- What to produce
Update the entries below, replacing each "mask" with "region" and leaving everything else unchanged.

- Raw data

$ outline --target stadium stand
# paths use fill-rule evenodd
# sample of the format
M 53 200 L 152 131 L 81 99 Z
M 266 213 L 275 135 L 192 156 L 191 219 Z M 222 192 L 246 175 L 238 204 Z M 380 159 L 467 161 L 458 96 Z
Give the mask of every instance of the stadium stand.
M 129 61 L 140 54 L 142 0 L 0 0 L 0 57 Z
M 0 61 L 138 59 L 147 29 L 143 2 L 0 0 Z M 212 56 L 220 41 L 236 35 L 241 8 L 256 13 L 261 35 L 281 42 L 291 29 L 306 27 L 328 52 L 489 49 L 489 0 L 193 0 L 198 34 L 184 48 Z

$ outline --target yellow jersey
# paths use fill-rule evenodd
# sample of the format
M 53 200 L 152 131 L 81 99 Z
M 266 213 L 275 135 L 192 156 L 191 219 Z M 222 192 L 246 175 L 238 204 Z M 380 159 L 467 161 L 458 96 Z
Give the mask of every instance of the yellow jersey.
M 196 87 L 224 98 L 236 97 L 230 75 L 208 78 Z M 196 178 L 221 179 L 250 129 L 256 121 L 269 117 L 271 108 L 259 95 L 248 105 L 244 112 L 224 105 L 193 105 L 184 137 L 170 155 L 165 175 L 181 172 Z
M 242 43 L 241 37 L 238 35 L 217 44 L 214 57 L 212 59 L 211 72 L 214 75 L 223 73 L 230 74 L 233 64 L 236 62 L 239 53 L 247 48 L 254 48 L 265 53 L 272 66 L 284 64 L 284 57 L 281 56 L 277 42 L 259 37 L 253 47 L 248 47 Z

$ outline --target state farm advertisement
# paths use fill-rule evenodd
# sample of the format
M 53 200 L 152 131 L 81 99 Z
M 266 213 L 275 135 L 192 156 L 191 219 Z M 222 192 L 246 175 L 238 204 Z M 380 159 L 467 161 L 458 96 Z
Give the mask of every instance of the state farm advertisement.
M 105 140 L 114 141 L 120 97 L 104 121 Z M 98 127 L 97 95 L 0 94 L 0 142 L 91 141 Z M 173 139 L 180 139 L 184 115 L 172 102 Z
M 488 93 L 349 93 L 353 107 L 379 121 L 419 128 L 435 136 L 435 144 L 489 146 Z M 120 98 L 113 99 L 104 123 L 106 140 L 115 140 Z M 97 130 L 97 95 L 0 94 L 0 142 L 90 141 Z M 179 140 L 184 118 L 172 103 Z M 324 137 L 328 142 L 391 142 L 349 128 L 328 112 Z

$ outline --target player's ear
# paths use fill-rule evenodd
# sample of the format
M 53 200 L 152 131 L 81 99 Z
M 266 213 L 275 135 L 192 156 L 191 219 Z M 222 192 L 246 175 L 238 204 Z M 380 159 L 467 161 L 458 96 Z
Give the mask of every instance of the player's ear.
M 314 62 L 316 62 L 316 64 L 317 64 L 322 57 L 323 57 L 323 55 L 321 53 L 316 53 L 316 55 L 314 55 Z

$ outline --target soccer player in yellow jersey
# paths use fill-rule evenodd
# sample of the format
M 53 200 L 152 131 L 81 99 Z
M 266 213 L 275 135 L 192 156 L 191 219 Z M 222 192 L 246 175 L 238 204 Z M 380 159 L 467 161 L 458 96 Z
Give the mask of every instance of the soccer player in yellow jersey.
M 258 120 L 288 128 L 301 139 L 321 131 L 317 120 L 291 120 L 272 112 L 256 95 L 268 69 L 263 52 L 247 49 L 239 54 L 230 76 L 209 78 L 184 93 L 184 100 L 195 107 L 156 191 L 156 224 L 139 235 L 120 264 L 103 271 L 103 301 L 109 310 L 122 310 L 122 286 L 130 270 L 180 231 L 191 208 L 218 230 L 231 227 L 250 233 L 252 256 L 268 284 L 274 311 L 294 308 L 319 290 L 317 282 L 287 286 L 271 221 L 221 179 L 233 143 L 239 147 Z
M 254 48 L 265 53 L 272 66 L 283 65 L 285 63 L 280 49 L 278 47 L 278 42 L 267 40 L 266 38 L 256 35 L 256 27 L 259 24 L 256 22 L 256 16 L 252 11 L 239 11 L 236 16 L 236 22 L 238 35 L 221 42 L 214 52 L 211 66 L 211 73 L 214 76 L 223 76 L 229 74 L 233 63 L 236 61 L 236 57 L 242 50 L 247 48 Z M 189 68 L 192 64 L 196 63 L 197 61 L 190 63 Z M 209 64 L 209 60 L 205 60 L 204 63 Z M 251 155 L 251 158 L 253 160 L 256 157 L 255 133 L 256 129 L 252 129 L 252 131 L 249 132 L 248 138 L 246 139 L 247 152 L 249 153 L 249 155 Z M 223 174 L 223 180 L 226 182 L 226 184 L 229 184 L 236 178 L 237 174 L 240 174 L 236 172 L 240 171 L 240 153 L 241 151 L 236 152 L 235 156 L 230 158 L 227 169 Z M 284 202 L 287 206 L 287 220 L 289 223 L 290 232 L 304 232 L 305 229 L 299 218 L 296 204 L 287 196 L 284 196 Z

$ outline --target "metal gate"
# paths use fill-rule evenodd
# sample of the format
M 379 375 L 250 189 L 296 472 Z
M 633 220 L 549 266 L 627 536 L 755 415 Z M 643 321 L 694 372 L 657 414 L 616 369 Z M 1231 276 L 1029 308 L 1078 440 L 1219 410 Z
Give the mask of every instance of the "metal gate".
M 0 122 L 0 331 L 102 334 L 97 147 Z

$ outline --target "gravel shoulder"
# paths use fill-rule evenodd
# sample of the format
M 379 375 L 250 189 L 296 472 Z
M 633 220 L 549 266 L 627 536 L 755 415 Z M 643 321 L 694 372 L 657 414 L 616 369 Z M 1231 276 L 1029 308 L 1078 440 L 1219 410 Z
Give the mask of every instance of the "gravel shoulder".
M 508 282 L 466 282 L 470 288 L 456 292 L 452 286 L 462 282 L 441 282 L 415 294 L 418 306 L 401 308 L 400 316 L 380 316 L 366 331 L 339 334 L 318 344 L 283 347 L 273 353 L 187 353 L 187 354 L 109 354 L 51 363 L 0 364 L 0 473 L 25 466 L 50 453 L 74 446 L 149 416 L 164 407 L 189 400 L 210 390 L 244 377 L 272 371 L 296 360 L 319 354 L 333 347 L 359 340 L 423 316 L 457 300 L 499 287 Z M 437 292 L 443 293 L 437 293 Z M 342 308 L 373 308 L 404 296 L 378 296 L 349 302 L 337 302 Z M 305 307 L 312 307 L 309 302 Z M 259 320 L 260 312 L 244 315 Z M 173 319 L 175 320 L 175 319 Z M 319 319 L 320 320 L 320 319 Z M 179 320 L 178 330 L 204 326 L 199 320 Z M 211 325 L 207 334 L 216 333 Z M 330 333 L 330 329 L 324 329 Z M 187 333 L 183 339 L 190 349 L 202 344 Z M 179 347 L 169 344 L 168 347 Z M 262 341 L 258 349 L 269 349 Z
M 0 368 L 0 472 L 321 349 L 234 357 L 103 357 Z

- Response for this exercise
$ outline --target stadium stand
# paths use fill-rule evenodd
# sample of the format
M 53 200 L 152 131 L 81 99 Z
M 266 213 L 275 135 L 192 156 L 191 219 Z M 222 192 L 246 175 L 238 204 Z M 380 159 L 467 161 L 458 96 Z
Give the region of every instance of the stadium stand.
M 129 61 L 140 54 L 142 0 L 0 0 L 0 57 Z
M 0 61 L 138 59 L 147 29 L 143 2 L 0 0 Z M 212 56 L 220 41 L 236 35 L 241 8 L 256 13 L 261 35 L 281 42 L 291 29 L 306 27 L 328 52 L 489 49 L 489 0 L 193 0 L 198 34 L 184 48 Z

$ outline --target yellow jersey
# paths use fill-rule evenodd
# sample of the format
M 53 200 L 152 131 L 81 99 Z
M 266 213 L 275 135 L 192 156 L 191 219 Z M 222 192 L 246 175 L 238 204 Z M 380 159 L 467 161 L 458 96 Z
Give the region of every instance of the yellow jersey.
M 196 87 L 224 98 L 236 97 L 230 75 L 208 78 Z M 196 178 L 221 179 L 250 129 L 256 121 L 269 117 L 271 108 L 259 95 L 248 105 L 244 112 L 224 105 L 193 105 L 184 137 L 170 155 L 165 175 L 181 172 Z
M 242 43 L 241 37 L 238 35 L 217 44 L 214 57 L 212 59 L 211 72 L 214 75 L 223 73 L 230 74 L 233 64 L 236 62 L 239 53 L 247 48 L 254 48 L 265 53 L 272 66 L 284 64 L 284 57 L 281 56 L 277 42 L 259 37 L 253 47 L 248 47 Z

$ outline --target state farm advertisement
# paths use fill-rule evenodd
# sample of the format
M 53 200 L 152 131 L 81 99 Z
M 266 213 L 275 135 L 192 156 L 191 219 Z M 222 192 L 246 175 L 238 204 Z M 380 159 L 467 161 L 458 96 Z
Give the region of every instance of the state farm advertisement.
M 105 140 L 114 141 L 120 97 L 104 121 Z M 98 127 L 97 95 L 0 94 L 0 142 L 91 141 Z M 173 139 L 180 139 L 184 115 L 172 102 Z
M 488 93 L 349 93 L 353 107 L 379 121 L 419 128 L 435 136 L 435 144 L 489 146 Z M 120 98 L 113 99 L 104 123 L 106 140 L 115 140 Z M 97 130 L 97 95 L 0 94 L 0 142 L 90 141 Z M 179 140 L 184 118 L 172 103 Z M 324 137 L 328 142 L 391 142 L 349 128 L 328 112 Z

$ outline --target player's ear
# paths use fill-rule evenodd
# sample of the format
M 53 200 L 152 131 L 81 99 Z
M 266 213 L 275 135 L 192 156 L 191 219 Z M 222 192 L 246 175 L 238 204 Z M 380 159 L 467 161 L 458 96 Z
Give the region of every instance of the player's ear.
M 314 62 L 316 62 L 316 64 L 317 64 L 322 57 L 323 57 L 323 55 L 321 53 L 316 53 L 316 55 L 314 55 Z

$ outline --target soccer player in yellow jersey
# paths use fill-rule evenodd
# sample of the format
M 53 200 L 152 131 L 81 99 Z
M 266 213 L 275 135 L 192 156 L 191 219 Z M 222 192 L 246 175 L 238 204 Z M 380 159 L 467 161 L 458 96 Z
Give the region of every instance of the soccer player in yellow jersey.
M 258 120 L 288 128 L 301 139 L 321 131 L 317 120 L 291 120 L 272 112 L 256 95 L 268 69 L 263 52 L 247 49 L 239 54 L 230 76 L 209 78 L 184 93 L 184 100 L 195 107 L 156 191 L 156 224 L 139 235 L 120 264 L 103 271 L 103 301 L 109 310 L 122 310 L 122 286 L 130 270 L 180 231 L 191 208 L 218 230 L 231 227 L 250 233 L 252 256 L 268 284 L 274 311 L 294 308 L 319 290 L 317 282 L 287 286 L 271 221 L 221 179 L 233 143 L 239 147 Z
M 254 48 L 265 53 L 272 66 L 283 65 L 285 63 L 280 49 L 278 47 L 278 42 L 267 40 L 266 38 L 256 35 L 256 27 L 259 24 L 256 22 L 256 16 L 252 11 L 239 11 L 236 16 L 236 22 L 238 35 L 221 42 L 214 52 L 211 66 L 211 73 L 214 76 L 223 76 L 229 74 L 233 63 L 236 61 L 236 57 L 242 50 L 247 48 Z M 189 68 L 192 64 L 196 63 L 197 61 L 190 63 Z M 209 64 L 209 60 L 205 60 L 204 63 Z M 251 155 L 251 158 L 253 160 L 256 157 L 255 133 L 256 129 L 252 129 L 252 131 L 249 132 L 248 138 L 246 139 L 247 152 L 249 153 L 249 155 Z M 223 174 L 223 180 L 226 182 L 226 184 L 229 184 L 236 178 L 237 174 L 240 174 L 236 172 L 240 171 L 240 153 L 241 151 L 236 152 L 235 156 L 230 158 L 227 169 Z M 284 202 L 287 206 L 287 220 L 289 223 L 290 232 L 304 232 L 305 229 L 299 218 L 296 204 L 287 196 L 284 196 Z

$ outline --target "metal gate"
# paths use fill-rule evenodd
# sample of the format
M 379 375 L 250 189 L 296 472 Z
M 633 220 L 549 266 L 627 536 L 755 415 Z M 643 321 L 694 372 L 657 414 L 616 369 Z M 1231 276 L 1029 308 L 1078 440 L 1219 410 Z
Give the region of every instance of the "metal gate".
M 0 122 L 0 331 L 102 334 L 97 147 Z

$ outline --target "gravel shoulder"
# paths use fill-rule evenodd
# sample of the format
M 379 375 L 250 189 L 296 472 Z
M 633 220 L 549 266 L 627 536 L 755 415 Z M 643 321 L 694 372 L 657 414 L 616 369 Z M 1231 276 L 1029 308 L 1078 440 L 1219 410 Z
Give the region of every instance of the "gravel shoulder".
M 508 282 L 466 282 L 470 288 L 456 292 L 452 286 L 462 282 L 441 282 L 415 294 L 418 306 L 401 308 L 400 316 L 380 316 L 366 331 L 339 334 L 318 344 L 283 347 L 273 353 L 187 353 L 187 354 L 109 354 L 51 363 L 0 364 L 0 473 L 25 466 L 50 453 L 74 446 L 149 416 L 164 407 L 189 400 L 210 390 L 244 377 L 272 371 L 296 360 L 319 354 L 333 347 L 359 340 L 423 316 L 457 300 L 499 287 Z M 437 292 L 443 293 L 437 293 Z M 342 308 L 373 308 L 404 296 L 378 296 L 349 302 L 337 302 Z M 305 307 L 312 307 L 309 302 Z M 259 320 L 260 312 L 244 315 Z M 173 319 L 175 320 L 175 319 Z M 319 319 L 320 320 L 320 319 Z M 179 320 L 178 330 L 204 326 L 199 320 Z M 211 325 L 207 334 L 216 333 Z M 330 333 L 330 329 L 324 329 Z M 187 333 L 183 339 L 190 349 L 202 344 Z M 179 347 L 169 344 L 168 347 Z M 262 341 L 258 349 L 269 349 Z
M 0 368 L 0 472 L 321 349 L 234 357 L 103 357 Z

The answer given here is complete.